• Task requirements
Provide an exact reproduction of every entry.

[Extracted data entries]
◆ ◆ ◆ ◆ ◆

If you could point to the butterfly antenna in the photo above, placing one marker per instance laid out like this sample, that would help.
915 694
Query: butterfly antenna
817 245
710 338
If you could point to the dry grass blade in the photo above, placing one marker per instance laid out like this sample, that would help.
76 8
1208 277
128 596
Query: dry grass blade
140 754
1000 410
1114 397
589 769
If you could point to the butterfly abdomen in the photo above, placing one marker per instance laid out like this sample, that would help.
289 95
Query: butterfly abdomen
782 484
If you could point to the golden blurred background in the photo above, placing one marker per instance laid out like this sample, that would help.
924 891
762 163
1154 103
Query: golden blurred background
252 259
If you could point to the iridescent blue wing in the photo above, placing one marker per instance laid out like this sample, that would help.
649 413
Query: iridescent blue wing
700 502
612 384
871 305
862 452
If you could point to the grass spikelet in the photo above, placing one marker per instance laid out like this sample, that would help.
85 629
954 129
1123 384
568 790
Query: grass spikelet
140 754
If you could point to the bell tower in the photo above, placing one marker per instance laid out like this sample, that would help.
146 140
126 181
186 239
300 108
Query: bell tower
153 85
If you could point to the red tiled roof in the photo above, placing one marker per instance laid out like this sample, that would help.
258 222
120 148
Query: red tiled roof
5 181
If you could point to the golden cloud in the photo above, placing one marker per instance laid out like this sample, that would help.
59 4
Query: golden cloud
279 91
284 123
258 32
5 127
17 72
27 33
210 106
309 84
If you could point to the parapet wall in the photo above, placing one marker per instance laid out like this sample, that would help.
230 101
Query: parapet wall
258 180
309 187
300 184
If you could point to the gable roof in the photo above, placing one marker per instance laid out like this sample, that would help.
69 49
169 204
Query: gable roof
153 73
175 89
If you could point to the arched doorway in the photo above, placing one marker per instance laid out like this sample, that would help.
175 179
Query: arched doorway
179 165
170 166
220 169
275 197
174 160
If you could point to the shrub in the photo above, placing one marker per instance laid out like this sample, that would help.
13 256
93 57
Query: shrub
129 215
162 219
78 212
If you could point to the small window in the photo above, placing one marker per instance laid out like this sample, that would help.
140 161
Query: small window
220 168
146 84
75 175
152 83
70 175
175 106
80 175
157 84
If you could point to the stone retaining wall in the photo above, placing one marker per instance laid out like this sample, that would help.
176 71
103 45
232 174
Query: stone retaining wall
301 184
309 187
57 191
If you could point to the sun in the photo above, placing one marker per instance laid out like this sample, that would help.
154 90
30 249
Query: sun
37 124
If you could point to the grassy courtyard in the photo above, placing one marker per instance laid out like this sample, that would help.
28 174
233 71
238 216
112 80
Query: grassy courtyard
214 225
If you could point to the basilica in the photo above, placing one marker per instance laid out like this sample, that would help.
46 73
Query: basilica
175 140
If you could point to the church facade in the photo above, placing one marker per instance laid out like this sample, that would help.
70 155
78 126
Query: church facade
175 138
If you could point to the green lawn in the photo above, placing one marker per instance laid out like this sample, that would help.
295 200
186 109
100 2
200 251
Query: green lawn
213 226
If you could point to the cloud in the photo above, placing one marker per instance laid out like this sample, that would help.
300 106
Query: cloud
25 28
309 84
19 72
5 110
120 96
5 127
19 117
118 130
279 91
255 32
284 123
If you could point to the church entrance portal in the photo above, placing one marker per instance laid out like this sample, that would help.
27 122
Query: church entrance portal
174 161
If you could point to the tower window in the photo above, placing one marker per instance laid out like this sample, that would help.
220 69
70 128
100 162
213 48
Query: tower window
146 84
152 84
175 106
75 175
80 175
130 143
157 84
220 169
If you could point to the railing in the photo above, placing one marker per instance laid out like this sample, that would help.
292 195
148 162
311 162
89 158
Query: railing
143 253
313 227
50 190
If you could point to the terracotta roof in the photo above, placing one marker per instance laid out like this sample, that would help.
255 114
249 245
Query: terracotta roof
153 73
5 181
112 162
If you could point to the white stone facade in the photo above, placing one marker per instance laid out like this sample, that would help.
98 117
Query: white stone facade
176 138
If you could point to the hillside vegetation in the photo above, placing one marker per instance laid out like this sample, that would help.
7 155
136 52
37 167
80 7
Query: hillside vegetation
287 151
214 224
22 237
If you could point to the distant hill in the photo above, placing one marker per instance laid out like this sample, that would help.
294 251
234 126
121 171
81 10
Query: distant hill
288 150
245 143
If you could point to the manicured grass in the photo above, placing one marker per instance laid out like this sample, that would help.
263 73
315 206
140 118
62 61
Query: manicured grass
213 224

◆ ◆ ◆ ◆ ◆

• Solution to this task
If you could point to the butterfly antenna in the photo above, placing one marker per instance laid out like this sample, that would help.
915 694
Query: butterfly antenna
817 245
710 338
If you could point to the dry grass blade in the photo above, placing one marker per instance laid out like this sample, that would help.
76 8
1208 277
128 596
Query: dry grass blade
140 754
1000 410
1114 397
589 769
If you could point to the butterfly abdomen in the photo above, placing one marker per instance laid out like this sample, that would help.
289 95
Query: butterfly abdomen
782 484
If you could point to the golden blurred background in the photo above, placing one marker per instance laid out like this sample, that would help.
924 891
762 163
1154 103
Query: golden blurred background
252 259
If you could point to the iridescent blue wing in the photo above, placing one marker per instance laid out like this sample, that would help.
649 413
Query: iridescent blue wing
700 502
612 384
871 305
862 452
If you could point to the grass spikelet in the photo above, placing one marker per instance laid out like this sample, that would help.
85 629
954 129
1123 384
568 790
Query: grass spikelet
140 754
If you could point to the bell tower in the photo above, placing one marker per instance laid out like this sample, that would help.
146 140
126 181
186 239
300 108
Query: bell tower
153 85
If you could point to the red tiled roof in the photo above, placing one marker per instance laid out like this sample, that would help.
258 222
120 148
Query: red tiled roof
5 181
If you could point to the golden cloud in the photo above, placing one marker per instance laid out like this sample, that would help.
59 4
Query: golden cloud
279 91
284 123
258 32
5 127
17 72
27 33
210 106
309 84
If you could point to the parapet wall in the photo above, placing one marker per instance laid out like this sample, that would help.
230 101
Query: parapet wall
258 180
309 187
300 184
If you could point to the gable roof in the photo above, placing one marker per instance laid out like this sample, that would help.
69 49
169 204
Query: gable roof
153 73
175 89
If you could point to the arched doorway in the photo above, placing one marker per instance laid out like this sample, that would help.
175 179
Query: arched doorway
179 165
170 166
220 169
275 197
174 160
If you could point to the shrub in the photo above, placing one marker per instance laid out like this sample, that would help.
13 256
93 57
Query: shrub
129 215
162 219
78 212
If you could point to the small window in the photo above, placing one marker per instance laid out like this sample, that would help.
140 161
Query: small window
220 168
146 84
75 175
152 83
70 175
175 106
80 175
157 84
If you could point to the stone retaining wall in the photo above, placing one marker per instance laid out like this sample, that would help.
176 71
103 45
232 174
Query: stone retaining wall
301 184
309 187
57 191
If you could point to the sun in the photo above, placing one marker per instance laid out like this sample, that would help.
154 90
30 249
Query: sun
37 124
If you could point to the grassy courtyard in the photo above, placing one marker per instance laid out like this sample, that would help.
28 174
233 71
238 216
112 80
Query: grassy courtyard
214 225
If you could point to the basilica in the photo above, placing one marker per instance laid out like this sample, that would help.
46 73
Query: basilica
175 140
If you could point to the church facade in the photo above, placing one marker per instance laid out like this sample, that would help.
70 155
78 126
Query: church facade
175 138
If you could point to the green lawn in the photo above, placing one marker per instance laid out like this sample, that would help.
295 200
186 109
100 2
200 251
Query: green lawn
213 226
If you could point to the cloud in the photo above, placing one marker per instance laid out like this sample, that would help.
300 106
Query: cloud
25 28
309 84
19 72
5 110
120 96
5 127
19 117
118 130
279 91
255 32
284 123
If you could point to the church entrance portal in the photo above, placing one marker per instance laid out like this sample, that would help.
27 122
Query: church entrance portal
174 161
If you could point to the tower window in the photo above, placing one marker per instance laid out like this sample, that would help.
220 69
70 128
100 162
213 48
Query: tower window
146 84
152 84
175 106
75 175
80 175
130 143
157 84
220 169
If you could point to the railing in the photo above, placing one marker per instance laid out like this sample, that would help.
292 195
148 162
311 162
89 158
Query: railing
143 253
313 227
50 190
If you could point to the terracotta roof in the photo above, placing one marker per instance laid out like this sample, that would help.
255 114
249 245
Query: terracotta roof
153 73
5 181
112 162
If you could point to the white stone facade in the photo above, placing one marker per instance laid out like this sample, that would help.
98 117
Query: white stone facade
176 138
If you could point to the hillside vegetation in the photo above, placing one marker per instance laid out like this sample, that would help.
7 155
136 52
37 167
80 7
Query: hillside vegetation
287 151
214 224
22 237
If you could point to the distant hill in the photo above, placing one marker per instance laid out like this sample, that would help.
294 251
234 126
121 171
81 10
Query: distant hill
288 150
245 143
If you could point to the manicured grass in the photo above, placing one marker per instance laid out like this sample, that would help.
263 73
315 206
140 118
62 61
Query: manicured grass
213 224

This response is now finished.